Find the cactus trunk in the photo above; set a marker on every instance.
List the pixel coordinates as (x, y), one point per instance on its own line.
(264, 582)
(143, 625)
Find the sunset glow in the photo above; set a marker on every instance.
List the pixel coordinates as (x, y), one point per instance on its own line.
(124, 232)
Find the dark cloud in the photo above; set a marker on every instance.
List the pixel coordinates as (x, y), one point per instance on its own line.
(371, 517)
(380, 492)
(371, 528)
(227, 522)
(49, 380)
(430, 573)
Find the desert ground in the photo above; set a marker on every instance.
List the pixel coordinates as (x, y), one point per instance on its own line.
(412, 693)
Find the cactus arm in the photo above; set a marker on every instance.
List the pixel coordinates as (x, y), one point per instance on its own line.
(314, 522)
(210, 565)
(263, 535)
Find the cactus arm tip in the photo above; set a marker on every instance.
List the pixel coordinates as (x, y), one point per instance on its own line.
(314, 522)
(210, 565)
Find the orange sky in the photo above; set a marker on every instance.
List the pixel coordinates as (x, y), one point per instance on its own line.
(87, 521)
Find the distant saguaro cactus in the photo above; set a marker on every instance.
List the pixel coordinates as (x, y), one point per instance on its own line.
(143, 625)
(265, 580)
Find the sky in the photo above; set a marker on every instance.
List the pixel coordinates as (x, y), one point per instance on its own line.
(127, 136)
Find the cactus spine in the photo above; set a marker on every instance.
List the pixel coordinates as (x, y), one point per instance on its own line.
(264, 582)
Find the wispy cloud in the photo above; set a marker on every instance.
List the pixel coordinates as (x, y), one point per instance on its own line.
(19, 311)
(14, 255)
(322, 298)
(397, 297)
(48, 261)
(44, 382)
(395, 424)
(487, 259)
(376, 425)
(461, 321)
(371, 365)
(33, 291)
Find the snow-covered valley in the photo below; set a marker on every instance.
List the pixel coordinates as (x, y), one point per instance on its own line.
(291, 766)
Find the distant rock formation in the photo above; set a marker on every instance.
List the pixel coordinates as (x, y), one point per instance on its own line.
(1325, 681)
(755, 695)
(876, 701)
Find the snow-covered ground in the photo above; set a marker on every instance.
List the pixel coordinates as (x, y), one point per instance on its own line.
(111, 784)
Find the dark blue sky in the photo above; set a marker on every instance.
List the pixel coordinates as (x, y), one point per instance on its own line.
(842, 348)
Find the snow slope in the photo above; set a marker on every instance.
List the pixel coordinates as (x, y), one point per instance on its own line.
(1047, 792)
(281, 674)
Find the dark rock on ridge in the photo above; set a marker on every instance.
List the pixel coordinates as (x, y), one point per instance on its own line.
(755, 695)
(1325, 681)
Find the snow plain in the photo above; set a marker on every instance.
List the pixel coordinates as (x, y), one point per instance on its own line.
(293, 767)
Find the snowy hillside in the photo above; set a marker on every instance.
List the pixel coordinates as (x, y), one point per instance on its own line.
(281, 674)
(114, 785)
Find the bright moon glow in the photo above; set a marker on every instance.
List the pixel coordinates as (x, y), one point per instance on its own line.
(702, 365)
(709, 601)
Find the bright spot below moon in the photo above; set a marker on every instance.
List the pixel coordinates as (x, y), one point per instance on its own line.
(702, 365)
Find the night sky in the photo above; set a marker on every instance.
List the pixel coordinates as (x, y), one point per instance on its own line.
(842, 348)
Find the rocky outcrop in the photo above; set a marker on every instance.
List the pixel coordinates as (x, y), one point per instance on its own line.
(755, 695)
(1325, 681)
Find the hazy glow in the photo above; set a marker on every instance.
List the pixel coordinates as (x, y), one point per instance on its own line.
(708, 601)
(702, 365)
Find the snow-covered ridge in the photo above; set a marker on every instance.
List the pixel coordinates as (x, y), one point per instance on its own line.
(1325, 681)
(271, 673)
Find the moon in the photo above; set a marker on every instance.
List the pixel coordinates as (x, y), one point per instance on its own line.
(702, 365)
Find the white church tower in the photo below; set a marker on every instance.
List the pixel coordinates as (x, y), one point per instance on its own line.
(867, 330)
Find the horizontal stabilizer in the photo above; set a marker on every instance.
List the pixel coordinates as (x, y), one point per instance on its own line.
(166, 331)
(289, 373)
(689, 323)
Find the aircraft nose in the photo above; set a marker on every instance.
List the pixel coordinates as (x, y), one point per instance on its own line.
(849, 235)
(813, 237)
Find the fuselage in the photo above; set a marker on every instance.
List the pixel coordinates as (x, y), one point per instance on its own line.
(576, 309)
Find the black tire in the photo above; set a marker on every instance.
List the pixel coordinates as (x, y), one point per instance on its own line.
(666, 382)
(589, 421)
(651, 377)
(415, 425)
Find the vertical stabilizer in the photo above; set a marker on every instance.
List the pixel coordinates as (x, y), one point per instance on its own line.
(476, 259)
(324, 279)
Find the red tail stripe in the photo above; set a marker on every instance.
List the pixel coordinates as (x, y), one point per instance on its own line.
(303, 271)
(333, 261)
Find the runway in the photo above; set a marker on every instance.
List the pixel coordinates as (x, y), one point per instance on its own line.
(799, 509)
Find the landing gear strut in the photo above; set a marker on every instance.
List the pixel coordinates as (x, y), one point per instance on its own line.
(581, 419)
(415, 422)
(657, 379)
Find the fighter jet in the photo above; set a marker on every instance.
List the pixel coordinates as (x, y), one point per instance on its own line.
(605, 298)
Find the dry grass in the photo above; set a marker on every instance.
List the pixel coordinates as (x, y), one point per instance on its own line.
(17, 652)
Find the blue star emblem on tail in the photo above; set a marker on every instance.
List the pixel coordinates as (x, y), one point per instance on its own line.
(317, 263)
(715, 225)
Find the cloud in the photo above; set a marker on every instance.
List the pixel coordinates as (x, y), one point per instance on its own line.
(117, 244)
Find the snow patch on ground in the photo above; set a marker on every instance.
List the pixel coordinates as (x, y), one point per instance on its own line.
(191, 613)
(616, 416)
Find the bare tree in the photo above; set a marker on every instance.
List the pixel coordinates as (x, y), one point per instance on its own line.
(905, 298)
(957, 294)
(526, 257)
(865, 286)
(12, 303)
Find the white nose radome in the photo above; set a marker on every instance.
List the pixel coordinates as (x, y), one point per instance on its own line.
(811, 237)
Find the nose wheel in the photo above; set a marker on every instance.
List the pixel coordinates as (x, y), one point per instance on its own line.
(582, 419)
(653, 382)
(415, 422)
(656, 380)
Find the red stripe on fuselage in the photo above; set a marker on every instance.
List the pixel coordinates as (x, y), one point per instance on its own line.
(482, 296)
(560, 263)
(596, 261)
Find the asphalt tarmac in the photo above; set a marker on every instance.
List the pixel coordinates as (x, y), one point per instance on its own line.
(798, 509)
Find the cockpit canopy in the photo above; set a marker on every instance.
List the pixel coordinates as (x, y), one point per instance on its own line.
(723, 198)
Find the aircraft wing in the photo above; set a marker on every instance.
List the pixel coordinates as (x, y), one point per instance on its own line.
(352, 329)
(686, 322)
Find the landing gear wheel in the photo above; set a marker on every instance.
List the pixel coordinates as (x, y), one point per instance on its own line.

■ **PROBLEM REQUIREMENTS**
The records above must be retyped in full, exactly as written.

■ **REPLY TO THE EXERCISE**
Find the cactus trunk in the photo above; set a marker on every instance.
List the pixel coordinates as (x, y), one point per instance on its own line.
(264, 582)
(143, 625)
Find the sunset glow in the photo above; set a marker on every instance.
List the pixel coordinates as (x, y), one point per instance on its own line.
(124, 232)
Find the dark cloud in the photo above; set a marker on every instance.
List the pixel coordinates as (x, y), one point per instance on its own line.
(371, 517)
(380, 492)
(371, 528)
(227, 522)
(49, 380)
(430, 573)
Find the desert ground in the photo above; set a marker on every instance.
List the pixel coordinates as (x, y), one point per instance on its own line.
(412, 693)
Find the cactus arm in the photo above; set a marker on every instance.
List the pixel coordinates as (x, y), one point per instance on its own line.
(314, 522)
(210, 565)
(263, 535)
Find the cactus arm tip in the photo above; set a marker on every instance.
List the pixel coordinates as (x, y), one point per instance on its own line.
(314, 522)
(210, 565)
Find the orange sky in the photo above; set a marker on every instance.
List the pixel coordinates as (x, y), one point per instance on its own line.
(87, 521)
Find the distant saguaro cactus in the photo above; set a marker on every instance.
List the pixel coordinates as (x, y), one point per instance on its own line.
(143, 625)
(265, 580)
Find the sky in the photo above; set a marker on every instance.
List the pixel coordinates as (x, y), one point per instance on its own line.
(127, 136)
Find the cactus spine in the photo above; set a marker on every instance.
List the pixel coordinates as (x, y), one point per instance on its own line.
(264, 582)
Find the wispy cloud in the photo above; set a marker on every instance.
List the pixel coordinates as (x, y), one point per instance on its own line.
(19, 311)
(14, 255)
(322, 298)
(397, 297)
(48, 261)
(44, 382)
(395, 424)
(487, 259)
(376, 425)
(461, 321)
(371, 365)
(33, 291)
Find the snow-covered valley in the photo below; set a marker on every instance.
List the pixel coordinates as (x, y), one point per instance on its own line.
(291, 766)
Find the distant rock formation in the photo above; set a marker on every instance.
List the pixel coordinates as (x, y), one point per instance on its own line.
(1325, 681)
(755, 695)
(876, 701)
Find the snow-covered ground in the photo above; set a marker on every instance.
List the pixel coordinates as (x, y), one point per instance on its own line.
(111, 784)
Find the dark blue sky in the photo above; set a marker on every instance.
List the pixel coordinates as (x, y), one point per instance on its own line.
(842, 348)
Find the snow slope in the photo above; set a marker on every instance.
List the pixel coordinates as (x, y), one point per instance on its own line.
(1047, 792)
(281, 674)
Find the dark rock on ridge in the photo above; set a marker on every instance.
List the pixel coordinates as (x, y), one point per instance on its own line.
(755, 695)
(1325, 681)
Find the snow plain in the photo above; set a marker on every instance.
List the pixel coordinates as (x, y), one point per instance on its own line.
(293, 767)
Find the snowy hillside in the photo above; set a marker on every instance.
List the pixel coordinates as (x, y), one point per instance on its own line.
(281, 674)
(114, 785)
Find the bright moon glow in the photo above; set a marker on every instance.
List the pixel coordinates as (x, y), one point per instance on its own line.
(702, 365)
(709, 601)
Find the bright spot below moon in the photo above; set a marker on every instance.
List the pixel coordinates as (x, y), one point per instance on its own line.
(702, 365)
Find the night sky in the photo above; set a marker on every instance.
List the pixel coordinates as (x, y), one point per instance on its own line.
(842, 348)
Find the rocky outcrop in the photo above; set a marker on every instance.
List the pixel coordinates as (x, y), one point per instance on its own line.
(755, 695)
(1325, 681)
Find the hazy glow in the photo above; set a marker on every instance.
List the pixel coordinates as (x, y), one point per instance on its own line.
(708, 601)
(702, 365)
Find the snow-covered ridge in the photo above; set a marker on every instance.
List the pixel coordinates as (x, y), one point per instance on its own line.
(1325, 681)
(271, 673)
Find the moon in the photo above; set a marker on every instance.
List the pixel coordinates as (x, y), one point per instance on its own line.
(702, 365)
Find the white church tower in the photo below; set a marker on every instance.
List the pixel coordinates as (x, y), one point per instance on its own line.
(867, 330)
Find the horizontal stabilizer in the photo above; set a marker on every instance.
List the pixel coordinates as (x, y), one point per instance on its own line.
(166, 331)
(289, 373)
(689, 323)
Find the aircraft nose in the photo above; set a marker on every instance.
List the pixel coordinates as (x, y), one point per instance on its own line.
(849, 235)
(813, 237)
Find the fuselage in the photo above; set a marker on every instance.
List the pixel coordinates as (x, y), one point per instance on its own line.
(576, 309)
Find the black tire in the photo above; set a marker on every instance.
List the pixel coordinates as (x, y), one point per instance on its own line.
(666, 382)
(589, 421)
(651, 377)
(415, 425)
Find the vertical stabilizer in the photo above; set a marker on every instance.
List the pixel coordinates as (x, y), one point per instance on its own line.
(476, 259)
(324, 279)
Find the red tail stripe in the photo above; set a marker on every instance.
List the pixel coordinates as (x, y), one point per instance on its own line.
(303, 271)
(333, 261)
Find the runway in the photo above; set a marker on every instance.
List the pixel coordinates as (x, y), one point per instance on its own line.
(799, 509)
Find the landing gear strut in the photo above; set a marker on every instance.
List the pixel coordinates as (x, y), one point per instance on its own line.
(581, 419)
(415, 422)
(657, 379)
Find the fighter jet in the photo above; set a marker on every instance.
List the pixel coordinates as (x, y), one point per instance on its own line.
(605, 298)
Find the dry grass in the photo above; set a marker on every instance.
List the pixel coordinates as (x, y), one point per instance on its own line.
(17, 652)
Find the blue star emblem on tail in the photo above; set a marker on every instance.
List the pixel coordinates as (x, y), one point per instance on its own line.
(317, 263)
(715, 225)
Find the cloud in the photo above; set a marker on every instance.
List the pixel coordinates as (x, y), one point per instance on its own line.
(117, 244)
Find the snow patch on ground in the photo above; set a marker on every instance.
List the pixel coordinates as (x, y), one point per instance on its own line.
(191, 613)
(616, 416)
Find the bare tree in the photo above; set a marker on every instance.
List the pixel coordinates as (x, y), one point per instance on its own line.
(905, 298)
(957, 294)
(526, 257)
(865, 286)
(12, 303)
Find the white nose radome in the photo above; set a marker on every instance.
List the pixel coordinates as (x, y), one point per instance on its own line.
(811, 237)
Find the nose wheel in the photo above; set a marker on every instance.
List the pixel coordinates as (x, y), one point per instance on its own line.
(582, 419)
(653, 382)
(415, 422)
(656, 380)
Find the red stripe on fuselage in the photo above; set a marker on every instance.
List the pixel coordinates as (x, y), one point per instance on its own line.
(482, 296)
(560, 263)
(596, 261)
Find the asphalt tarmac in the photo above; set a marker on every instance.
List the pixel coordinates as (x, y), one point per instance on its own line.
(798, 509)
Find the cockpit canopy in the photo above; set a marker on every instance.
List the pixel coordinates as (x, y), one point per instance on its own line.
(723, 198)
Find the aircraft wing in the photo above; set a marker on every instance.
List the pixel coordinates as (x, y), one point per instance on its own line.
(352, 329)
(686, 322)
Find the landing gear wheel in the photo above; set a marker on every instance.
List the pixel coordinates as (x, y), one point per instance on its own line.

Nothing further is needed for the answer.